## DATASET RECORDS
★ ★ ★ ★ ★ ★ ★
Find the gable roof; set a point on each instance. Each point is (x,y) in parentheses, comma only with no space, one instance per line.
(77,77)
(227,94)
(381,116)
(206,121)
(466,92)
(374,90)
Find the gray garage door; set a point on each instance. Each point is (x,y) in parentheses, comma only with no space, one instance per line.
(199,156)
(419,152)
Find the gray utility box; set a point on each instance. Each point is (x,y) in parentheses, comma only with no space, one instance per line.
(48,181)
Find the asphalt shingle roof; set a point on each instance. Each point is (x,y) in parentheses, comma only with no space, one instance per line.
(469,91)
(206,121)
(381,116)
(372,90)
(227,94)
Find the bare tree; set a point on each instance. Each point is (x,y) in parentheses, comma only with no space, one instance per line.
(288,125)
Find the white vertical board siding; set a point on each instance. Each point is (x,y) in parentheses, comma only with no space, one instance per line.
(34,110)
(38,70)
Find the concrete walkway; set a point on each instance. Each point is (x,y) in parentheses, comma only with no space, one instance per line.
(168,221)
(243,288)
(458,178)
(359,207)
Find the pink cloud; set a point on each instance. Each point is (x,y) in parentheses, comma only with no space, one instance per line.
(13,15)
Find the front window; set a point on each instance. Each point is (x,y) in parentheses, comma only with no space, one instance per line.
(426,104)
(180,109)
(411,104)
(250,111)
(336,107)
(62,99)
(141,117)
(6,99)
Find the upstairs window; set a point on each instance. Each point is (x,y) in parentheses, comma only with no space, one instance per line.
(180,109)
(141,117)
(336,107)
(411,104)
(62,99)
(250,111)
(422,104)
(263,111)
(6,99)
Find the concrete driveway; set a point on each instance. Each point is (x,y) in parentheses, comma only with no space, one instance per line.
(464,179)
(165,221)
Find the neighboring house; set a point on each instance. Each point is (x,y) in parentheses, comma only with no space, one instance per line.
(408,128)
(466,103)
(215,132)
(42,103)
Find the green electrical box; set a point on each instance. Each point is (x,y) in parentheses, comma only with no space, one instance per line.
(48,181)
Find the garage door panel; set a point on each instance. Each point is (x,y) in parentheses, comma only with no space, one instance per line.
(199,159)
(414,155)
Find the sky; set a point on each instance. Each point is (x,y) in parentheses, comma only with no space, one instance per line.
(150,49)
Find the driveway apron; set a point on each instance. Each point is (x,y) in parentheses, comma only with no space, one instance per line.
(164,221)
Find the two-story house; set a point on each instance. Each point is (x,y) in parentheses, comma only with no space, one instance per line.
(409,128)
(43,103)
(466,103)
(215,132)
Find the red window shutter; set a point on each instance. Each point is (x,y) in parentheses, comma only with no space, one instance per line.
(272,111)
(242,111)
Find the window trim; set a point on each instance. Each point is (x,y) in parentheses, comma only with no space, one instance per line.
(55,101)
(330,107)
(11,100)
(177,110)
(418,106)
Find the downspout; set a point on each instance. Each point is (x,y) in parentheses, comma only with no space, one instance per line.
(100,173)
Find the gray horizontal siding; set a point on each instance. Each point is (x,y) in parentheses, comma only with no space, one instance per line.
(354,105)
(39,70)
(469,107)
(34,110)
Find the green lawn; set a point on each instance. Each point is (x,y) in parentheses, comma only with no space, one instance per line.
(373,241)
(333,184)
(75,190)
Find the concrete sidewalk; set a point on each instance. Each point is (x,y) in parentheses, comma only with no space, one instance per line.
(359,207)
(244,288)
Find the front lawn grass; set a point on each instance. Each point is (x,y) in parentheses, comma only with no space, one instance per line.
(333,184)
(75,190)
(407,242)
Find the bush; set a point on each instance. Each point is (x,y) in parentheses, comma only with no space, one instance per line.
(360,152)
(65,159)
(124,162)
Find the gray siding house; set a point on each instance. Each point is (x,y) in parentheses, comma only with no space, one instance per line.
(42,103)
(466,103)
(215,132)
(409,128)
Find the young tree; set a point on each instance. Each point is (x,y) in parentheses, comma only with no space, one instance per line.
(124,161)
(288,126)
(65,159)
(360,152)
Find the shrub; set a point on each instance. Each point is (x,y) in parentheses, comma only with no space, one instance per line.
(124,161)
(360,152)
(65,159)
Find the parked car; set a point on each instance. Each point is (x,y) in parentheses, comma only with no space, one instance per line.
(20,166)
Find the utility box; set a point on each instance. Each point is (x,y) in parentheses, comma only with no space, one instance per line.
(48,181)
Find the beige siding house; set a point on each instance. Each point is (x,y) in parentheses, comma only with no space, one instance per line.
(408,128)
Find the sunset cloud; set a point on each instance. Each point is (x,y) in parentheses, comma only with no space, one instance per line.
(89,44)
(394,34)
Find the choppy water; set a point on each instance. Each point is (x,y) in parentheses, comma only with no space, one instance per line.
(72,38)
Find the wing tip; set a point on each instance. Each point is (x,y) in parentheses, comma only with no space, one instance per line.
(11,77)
★ ★ ★ ★ ★ ★ ★
## THE EXERCISE
Write out the entries above once more, without altering anything.

## RESULT BELOW
Find the gable roof; set a point on each instance. Each point is (x,y) in parentheses, comma only with no space, one instance per line.
(77,77)
(227,94)
(381,116)
(206,121)
(466,92)
(374,90)
Find the gray garage door; set a point on each instance. Each point is (x,y) in parentheses, comma only with no space, one instance per line.
(199,156)
(419,152)
Find the gray utility box; set a point on each instance. Each point is (x,y) in parentheses, comma only with no space, one instance per line.
(48,181)
Find the asphalt shingle roof; set a point on each instance. Each point is (x,y) in parentheses, comma only with no space, one instance per line.
(469,91)
(206,121)
(381,116)
(372,90)
(227,94)
Find the bare tree; set a point on each instance. Each point is (x,y) in parentheses, comma only with no space, one instance per line.
(288,125)
Find the white vertical board siding; set a point on each instance. Each point is (x,y) in parentheses, comma only with no space, one instance per line.
(34,110)
(38,70)
Find the concrete walkway; set a point on each instance. Each point is (x,y) in parentheses, comma only with no space, one instance per line.
(168,221)
(243,288)
(458,178)
(359,207)
Find the pink cloud; set a point on each instance. Each point is (x,y) in parentheses, comma only with no space, one instance per line.
(13,15)
Find the front window; set a point on each instance. Each point is (x,y) in parentheses, comma only with no space, one instance per line.
(426,104)
(180,109)
(411,104)
(250,111)
(336,107)
(62,99)
(141,117)
(6,99)
Find the upstairs window; set a point on each instance. Each point is (x,y) in parentheses, comma only with no space, one instance per line.
(180,109)
(141,117)
(336,107)
(411,104)
(62,99)
(250,111)
(422,104)
(263,111)
(6,99)
Find the concrete driveway; set a point on each instance. Each point is (x,y) in parentheses, comma only with no space, one instance per line.
(464,179)
(165,221)
Find the neighboring house; set a point on each instance. Each point is (x,y) in parentheses, comma only with no space, one instance per line.
(408,128)
(466,103)
(215,132)
(42,103)
Find the green electrical box; set a point on each instance. Each point is (x,y) in parentheses, comma only with no space, one instance per line.
(48,181)
Find the garage door panel; set a point on each instance. Each point is (x,y) in parentheses, comma only with no space, one instance per line.
(199,159)
(414,155)
Find the sky; set a point on each instance. Each point is (x,y) in parentheses, comma only with no space, one instance per line.
(150,49)
Find the driveway apron; set a point on each instance. Each point is (x,y) in parentheses, comma only with no space, one instance per line.
(164,221)
Find the two-story house; set a point on each instance. Each point is (x,y) in parentheses, comma only with no space, one instance per line.
(409,128)
(43,103)
(466,103)
(215,132)
Find the red window shutter; set a point on each instance. Each point is (x,y) in parentheses, comma only with no space, one instance per line.
(272,111)
(242,111)
Find the window trim; set a point on each instance. Each point is (x,y) in parentheses, comma only with no space, one instance per line.
(55,101)
(330,107)
(11,100)
(177,110)
(418,106)
Find the downspout; set a point on each instance. Each point is (x,y) in parentheses, comma only with no space, one instance per line.
(100,173)
Find the gray horizontal siding; set a point on each instance. Each point is (x,y) in parentheses, comma only with no space, one instance per line.
(354,105)
(39,70)
(469,107)
(34,110)
Find the green lawn; set a point on each instance. Each point is (x,y) in parentheses, comma only with no space, one instance per line.
(373,241)
(333,184)
(75,190)
Find the concrete sidewalk; set a point on each instance. Each point is (x,y) in parentheses, comma only with no space, one instance per line.
(359,207)
(244,288)
Find the front lawn grass; set a point on each instance. Each point is (x,y) in parentheses, comma only with no space, one instance per line.
(333,184)
(75,190)
(407,242)
Find the bush; set a point on each instance. Each point is (x,y) in parentheses, comma only with no space, one instance per line.
(360,152)
(65,159)
(124,162)
Find the gray siding house; set a point on each instance. Each point is (x,y) in parentheses, comma only with no space, one instance per line.
(42,103)
(466,103)
(215,132)
(409,128)
Find the young tree; set a point on each instance. Each point is (x,y) in parentheses, comma only with no space, one instance per line.
(124,161)
(288,126)
(65,159)
(360,152)
Find the shrub; set a point on each instance. Each point is (x,y) in parentheses, comma only with no space, one instance per line.
(124,161)
(360,152)
(65,159)
Find the parked car; set a point on each instance. Each point is (x,y) in parentheses, comma only with no space, one instance per line.
(20,166)
Find the utility box; set a point on each instance. Each point is (x,y) in parentheses, comma only with no space, one instance per line.
(48,181)
Find the beige siding house; set a point on each instance. Each point is (x,y) in parentheses, comma only with no space, one instance per line.
(408,128)
Find the sunset cloud; set a point on each instance. Each point is (x,y) in parentheses, comma only with no space, one instance per line.
(89,44)
(394,34)
Find the choppy water; set a point on each instance. Each point is (x,y) in parentheses, comma only with no space, one instance per line.
(72,38)
Find the wing tip; set a point on each instance. Each point is (x,y) in parentheses, comma only with no space, one instance per line.
(11,77)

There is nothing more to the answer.